## The request
Arrange the lines from the one containing "Could you point to the gabled" up to and including the one containing "Target: gabled roof" as a numbered list, skipping any blank lines.

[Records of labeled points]
┄┄┄┄┄┄
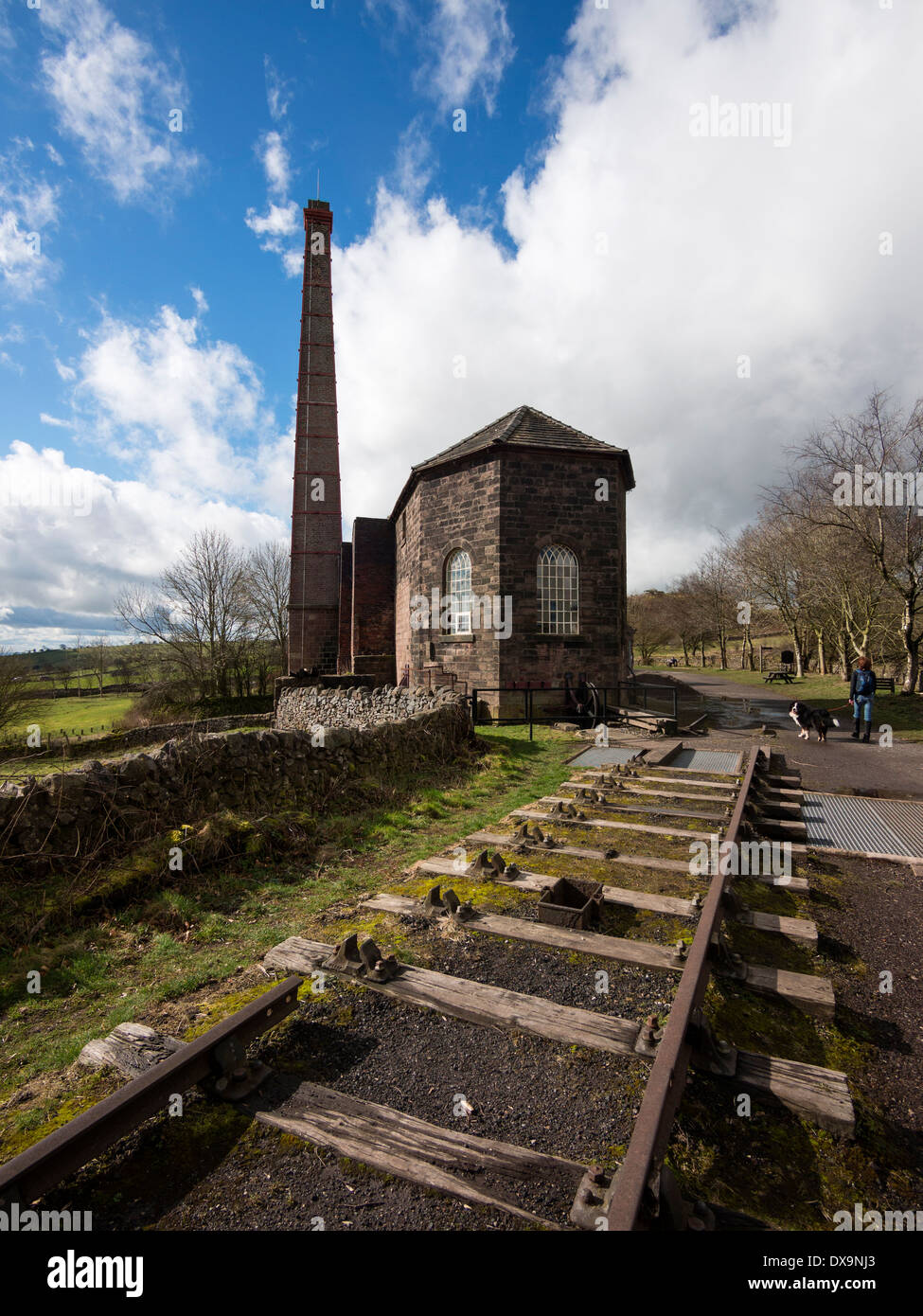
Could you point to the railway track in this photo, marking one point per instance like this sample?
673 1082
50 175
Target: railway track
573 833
┄┄┄┄┄┄
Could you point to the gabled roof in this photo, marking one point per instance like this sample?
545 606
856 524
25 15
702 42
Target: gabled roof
┄┄┄┄┄┄
## Output of the exercise
1. Could you point to the gabled roof in this photo, marking one point per instance like this sample?
2. 545 606
3. 856 524
4. 25 15
5. 702 42
6. Target: gabled roof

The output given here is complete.